# START OF Provided passage

Re: uuid ioctl - was: Re: [PATCH] overlayfs: Trigger file re-evaluation by IMA / EVM after writes

Christian Brauner <brauner@xxxxxxxxxx> · Fri, 2 Jun 2023 17:34:16 +0200

On Fri, Jun 02, 2023 at 07:23:29AM -0700, Darrick J. Wong wrote:
> On Fri, Jun 02, 2023 at 03:52:16PM +0200, Christian Brauner wrote:
> > On Fri, Jun 02, 2023 at 04:34:58PM +1000, Dave Chinner wrote:
> > > On Fri, Jun 02, 2023 at 12:27:14AM -0400, Theodore Ts'o wrote:
> > > > On Thu, Jun 01, 2023 at 06:23:35PM -0700, Darrick J. Wong wrote:
> > > > > Someone ought to cc Ted since I asked him about this topic this morning
> > > > > and he said he hadn't noticed it going by...
> > > > > 
> > > > > > > > In addition the uuid should be set when the filesystem is mounted.
> > > > > > > > Unless the filesystem implements a dedicated ioctl() - like ext4 - to
> > > > > > > > change the uuid.
> > > > > > > 
> > > > > > > IMO, that ext4 functionality is a landmine waiting to be stepped on.
> > > > > > > 
> > > > > > > We should not be changing the sb->s_uuid of filesysetms dynamically.
> > > > > > 
> > > > > > Yeah, I kinda agree. If it works for ext4 and it's an ext4 specific
> > > > > > ioctl then this is fine though.

# END OF Provided passage

## Problem to solve
In the uuid ioctl thread, replace "this morning" with "yesterday" and reproduce the passage from "On Fri, Jun 02, 2023 at 07:23:29AM" up to and including "filesystem is mounted.".

# START OF Data section

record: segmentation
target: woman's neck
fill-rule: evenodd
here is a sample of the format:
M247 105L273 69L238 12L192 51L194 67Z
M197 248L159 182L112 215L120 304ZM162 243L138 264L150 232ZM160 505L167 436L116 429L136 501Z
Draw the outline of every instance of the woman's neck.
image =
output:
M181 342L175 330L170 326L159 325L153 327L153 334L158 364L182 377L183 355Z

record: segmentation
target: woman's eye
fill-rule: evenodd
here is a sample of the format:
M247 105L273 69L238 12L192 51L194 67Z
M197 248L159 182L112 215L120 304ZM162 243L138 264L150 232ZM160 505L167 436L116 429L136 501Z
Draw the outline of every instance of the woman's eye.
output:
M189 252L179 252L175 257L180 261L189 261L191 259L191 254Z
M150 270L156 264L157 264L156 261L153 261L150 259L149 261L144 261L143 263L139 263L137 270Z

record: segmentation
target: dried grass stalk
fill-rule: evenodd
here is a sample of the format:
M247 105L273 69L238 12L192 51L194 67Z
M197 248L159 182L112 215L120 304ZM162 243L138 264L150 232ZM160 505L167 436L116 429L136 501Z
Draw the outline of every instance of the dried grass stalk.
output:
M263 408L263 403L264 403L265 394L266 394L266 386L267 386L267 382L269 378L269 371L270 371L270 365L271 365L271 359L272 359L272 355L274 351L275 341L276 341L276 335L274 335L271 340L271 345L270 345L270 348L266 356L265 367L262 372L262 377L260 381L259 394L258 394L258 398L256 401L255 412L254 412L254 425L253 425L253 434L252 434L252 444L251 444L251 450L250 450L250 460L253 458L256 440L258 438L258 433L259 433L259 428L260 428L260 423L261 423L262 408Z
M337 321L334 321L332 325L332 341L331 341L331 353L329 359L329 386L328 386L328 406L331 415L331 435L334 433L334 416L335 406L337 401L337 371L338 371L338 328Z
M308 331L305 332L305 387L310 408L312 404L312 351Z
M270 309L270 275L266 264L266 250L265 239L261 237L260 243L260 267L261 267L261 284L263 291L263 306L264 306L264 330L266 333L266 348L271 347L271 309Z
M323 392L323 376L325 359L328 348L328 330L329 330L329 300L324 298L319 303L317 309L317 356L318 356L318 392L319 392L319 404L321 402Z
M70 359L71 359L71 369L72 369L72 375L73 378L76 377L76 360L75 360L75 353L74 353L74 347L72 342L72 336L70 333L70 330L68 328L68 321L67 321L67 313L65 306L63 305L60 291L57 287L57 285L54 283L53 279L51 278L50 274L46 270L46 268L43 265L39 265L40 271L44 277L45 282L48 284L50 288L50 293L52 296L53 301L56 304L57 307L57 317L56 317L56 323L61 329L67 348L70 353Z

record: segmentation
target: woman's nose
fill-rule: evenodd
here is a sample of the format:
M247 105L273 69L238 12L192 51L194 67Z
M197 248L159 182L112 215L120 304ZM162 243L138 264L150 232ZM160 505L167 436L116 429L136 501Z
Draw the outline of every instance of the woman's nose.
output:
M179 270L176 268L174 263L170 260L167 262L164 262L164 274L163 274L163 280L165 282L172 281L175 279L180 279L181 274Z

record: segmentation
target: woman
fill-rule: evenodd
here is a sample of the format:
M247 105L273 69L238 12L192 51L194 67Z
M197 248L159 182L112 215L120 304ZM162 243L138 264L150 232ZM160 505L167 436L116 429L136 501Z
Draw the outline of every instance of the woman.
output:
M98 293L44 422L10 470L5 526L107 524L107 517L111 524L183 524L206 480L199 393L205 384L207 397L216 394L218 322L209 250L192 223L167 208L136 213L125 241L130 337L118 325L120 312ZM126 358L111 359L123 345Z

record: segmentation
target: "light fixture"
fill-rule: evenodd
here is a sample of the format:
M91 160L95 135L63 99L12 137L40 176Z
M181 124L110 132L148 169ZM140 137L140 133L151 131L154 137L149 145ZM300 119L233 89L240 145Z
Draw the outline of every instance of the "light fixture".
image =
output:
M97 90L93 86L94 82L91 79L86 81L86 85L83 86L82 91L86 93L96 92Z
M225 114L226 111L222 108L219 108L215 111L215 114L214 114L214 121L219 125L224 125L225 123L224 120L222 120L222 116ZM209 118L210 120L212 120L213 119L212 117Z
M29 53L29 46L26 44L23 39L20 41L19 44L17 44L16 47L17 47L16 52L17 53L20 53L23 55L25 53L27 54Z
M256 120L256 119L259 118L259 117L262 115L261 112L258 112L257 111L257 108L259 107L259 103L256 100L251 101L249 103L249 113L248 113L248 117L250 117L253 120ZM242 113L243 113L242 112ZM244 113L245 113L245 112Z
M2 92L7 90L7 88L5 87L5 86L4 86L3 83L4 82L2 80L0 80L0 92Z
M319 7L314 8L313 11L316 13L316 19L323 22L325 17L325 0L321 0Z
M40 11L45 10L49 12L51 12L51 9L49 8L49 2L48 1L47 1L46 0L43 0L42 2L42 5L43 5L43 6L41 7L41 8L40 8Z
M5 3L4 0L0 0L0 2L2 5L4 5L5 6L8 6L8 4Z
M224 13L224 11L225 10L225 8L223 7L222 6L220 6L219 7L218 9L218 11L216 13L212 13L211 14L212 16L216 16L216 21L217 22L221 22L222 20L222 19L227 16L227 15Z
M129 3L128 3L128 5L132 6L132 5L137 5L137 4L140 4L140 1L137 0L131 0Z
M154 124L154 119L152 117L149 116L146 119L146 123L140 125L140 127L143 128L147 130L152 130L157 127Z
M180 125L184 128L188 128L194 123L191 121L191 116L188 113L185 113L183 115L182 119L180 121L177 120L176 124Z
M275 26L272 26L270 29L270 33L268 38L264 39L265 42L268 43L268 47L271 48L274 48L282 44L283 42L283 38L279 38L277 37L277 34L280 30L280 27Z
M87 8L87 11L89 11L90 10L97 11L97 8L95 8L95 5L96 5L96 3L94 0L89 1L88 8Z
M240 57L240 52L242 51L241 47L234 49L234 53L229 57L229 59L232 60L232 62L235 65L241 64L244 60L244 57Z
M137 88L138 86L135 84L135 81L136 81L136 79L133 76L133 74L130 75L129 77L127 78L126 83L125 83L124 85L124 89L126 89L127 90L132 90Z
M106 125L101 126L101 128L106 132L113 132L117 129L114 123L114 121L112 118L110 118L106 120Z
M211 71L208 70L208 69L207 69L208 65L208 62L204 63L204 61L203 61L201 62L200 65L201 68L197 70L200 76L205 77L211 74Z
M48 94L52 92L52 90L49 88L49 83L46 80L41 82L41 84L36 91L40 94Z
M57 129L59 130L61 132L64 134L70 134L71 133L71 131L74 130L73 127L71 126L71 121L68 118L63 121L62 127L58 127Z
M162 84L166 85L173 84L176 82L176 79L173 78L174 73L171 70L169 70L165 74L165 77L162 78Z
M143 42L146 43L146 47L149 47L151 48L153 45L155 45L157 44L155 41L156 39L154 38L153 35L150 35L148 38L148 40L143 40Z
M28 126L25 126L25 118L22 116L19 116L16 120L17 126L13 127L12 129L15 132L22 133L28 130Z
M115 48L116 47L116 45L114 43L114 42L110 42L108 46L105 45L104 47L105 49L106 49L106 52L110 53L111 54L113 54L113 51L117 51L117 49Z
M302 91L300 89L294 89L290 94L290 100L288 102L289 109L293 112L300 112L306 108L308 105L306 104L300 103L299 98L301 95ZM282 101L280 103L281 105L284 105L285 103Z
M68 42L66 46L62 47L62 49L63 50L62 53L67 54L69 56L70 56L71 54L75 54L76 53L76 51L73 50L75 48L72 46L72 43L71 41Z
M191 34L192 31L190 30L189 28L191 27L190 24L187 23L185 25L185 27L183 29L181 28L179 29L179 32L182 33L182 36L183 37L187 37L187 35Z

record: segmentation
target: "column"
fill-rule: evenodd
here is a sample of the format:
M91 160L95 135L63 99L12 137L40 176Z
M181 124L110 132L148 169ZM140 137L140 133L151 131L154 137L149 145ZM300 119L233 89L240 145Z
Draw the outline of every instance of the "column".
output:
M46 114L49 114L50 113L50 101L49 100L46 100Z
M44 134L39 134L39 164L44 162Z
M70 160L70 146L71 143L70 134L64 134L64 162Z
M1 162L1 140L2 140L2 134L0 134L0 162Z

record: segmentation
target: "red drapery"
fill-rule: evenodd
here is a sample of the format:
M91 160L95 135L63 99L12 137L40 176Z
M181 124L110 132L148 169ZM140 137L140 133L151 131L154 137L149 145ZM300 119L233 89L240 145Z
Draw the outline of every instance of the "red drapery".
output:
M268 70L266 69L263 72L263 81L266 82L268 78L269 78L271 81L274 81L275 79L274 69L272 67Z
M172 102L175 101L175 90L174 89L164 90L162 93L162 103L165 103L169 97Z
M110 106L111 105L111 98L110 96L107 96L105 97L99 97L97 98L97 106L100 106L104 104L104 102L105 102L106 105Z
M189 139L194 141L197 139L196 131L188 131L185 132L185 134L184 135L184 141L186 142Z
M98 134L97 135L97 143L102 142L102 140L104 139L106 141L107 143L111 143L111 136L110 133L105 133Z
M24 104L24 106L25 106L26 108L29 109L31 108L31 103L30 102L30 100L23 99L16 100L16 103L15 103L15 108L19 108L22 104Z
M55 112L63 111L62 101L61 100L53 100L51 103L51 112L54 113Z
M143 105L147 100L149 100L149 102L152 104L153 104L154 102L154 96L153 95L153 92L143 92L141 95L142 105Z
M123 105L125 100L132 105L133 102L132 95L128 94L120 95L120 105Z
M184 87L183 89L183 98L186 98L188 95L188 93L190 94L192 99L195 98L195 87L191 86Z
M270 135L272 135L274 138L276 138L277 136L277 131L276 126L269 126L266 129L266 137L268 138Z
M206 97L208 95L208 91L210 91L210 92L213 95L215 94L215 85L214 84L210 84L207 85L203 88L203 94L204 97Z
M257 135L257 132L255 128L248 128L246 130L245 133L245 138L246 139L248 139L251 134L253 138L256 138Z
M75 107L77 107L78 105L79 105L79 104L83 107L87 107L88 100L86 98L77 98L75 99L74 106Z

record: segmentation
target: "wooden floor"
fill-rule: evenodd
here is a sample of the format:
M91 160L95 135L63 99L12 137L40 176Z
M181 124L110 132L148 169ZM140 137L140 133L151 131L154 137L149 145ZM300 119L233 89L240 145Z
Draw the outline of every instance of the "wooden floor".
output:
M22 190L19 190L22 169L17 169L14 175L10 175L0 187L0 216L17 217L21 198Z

# END OF Data section

## Task answer
On Fri, Jun 02, 2023 at 07:23:29AM -0700, Darrick J. Wong wrote:
> On Fri, Jun 02, 2023 at 03:52:16PM +0200, Christian Brauner wrote:
> > On Fri, Jun 02, 2023 at 04:34:58PM +1000, Dave Chinner wrote:
> > > On Fri, Jun 02, 2023 at 12:27:14AM -0400, Theodore Ts'o wrote:
> > > > On Thu, Jun 01, 2023 at 06:23:35PM -0700, Darrick J. Wong wrote:
> > > > > Someone ought to cc Ted since I asked him about this topic yesterday
> > > > > and he said he hadn't noticed it going by...
> > > > > 
> > > > > > > > In addition the uuid should be set when the filesystem is mounted.